** begin Material supplied **
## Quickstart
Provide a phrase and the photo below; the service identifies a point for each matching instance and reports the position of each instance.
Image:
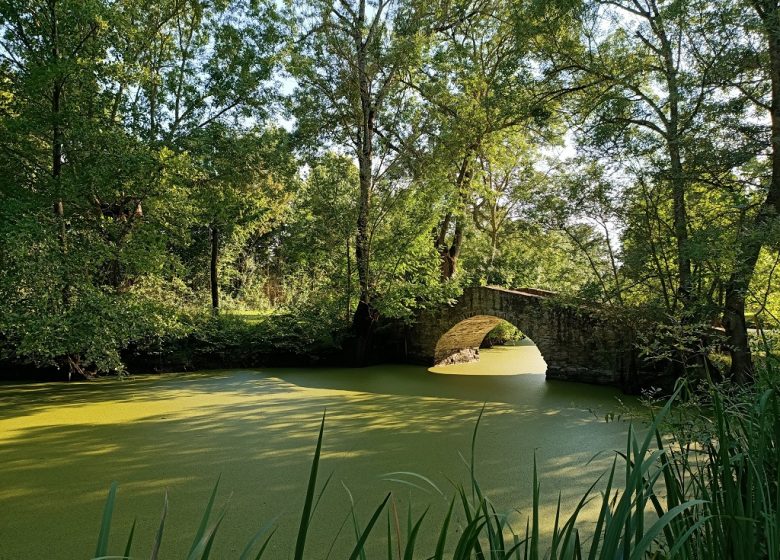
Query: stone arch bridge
(578, 343)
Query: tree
(348, 60)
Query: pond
(62, 445)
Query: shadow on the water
(62, 445)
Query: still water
(61, 446)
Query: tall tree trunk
(56, 148)
(680, 225)
(214, 280)
(752, 237)
(449, 253)
(349, 282)
(365, 314)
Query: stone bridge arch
(576, 343)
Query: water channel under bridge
(578, 342)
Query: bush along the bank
(665, 496)
(232, 340)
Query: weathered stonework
(577, 343)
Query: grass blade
(105, 524)
(307, 506)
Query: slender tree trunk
(365, 314)
(680, 225)
(349, 282)
(57, 141)
(449, 253)
(752, 237)
(213, 272)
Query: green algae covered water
(62, 445)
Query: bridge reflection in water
(517, 358)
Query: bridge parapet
(577, 343)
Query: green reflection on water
** end Material supplied **
Work to complete:
Write out every line of the records above verbatim, leaving out the picture.

Written solution:
## Quickstart
Provide a phrase and the photo below; the service identifies a point for each matching instance and reports the position of each instance.
Image:
Query: stone arch bridge
(578, 343)
Query: tree
(348, 60)
Query: pond
(62, 445)
Query: shadow on the water
(62, 445)
Query: still water
(61, 446)
Query: tall tree trunk
(56, 148)
(680, 225)
(214, 280)
(752, 237)
(449, 253)
(349, 282)
(365, 314)
Query: stone bridge arch
(576, 343)
Query: water channel under bridge
(578, 342)
Query: bush along the bank
(665, 496)
(232, 340)
Query: weathered stonework
(577, 343)
Query: grass blade
(105, 524)
(307, 506)
Query: slender tree trunk
(365, 314)
(680, 225)
(349, 282)
(57, 141)
(449, 253)
(752, 237)
(213, 272)
Query: green algae covered water
(62, 445)
Query: bridge reflection in water
(517, 358)
Query: bridge parapet
(577, 343)
Query: green reflection on water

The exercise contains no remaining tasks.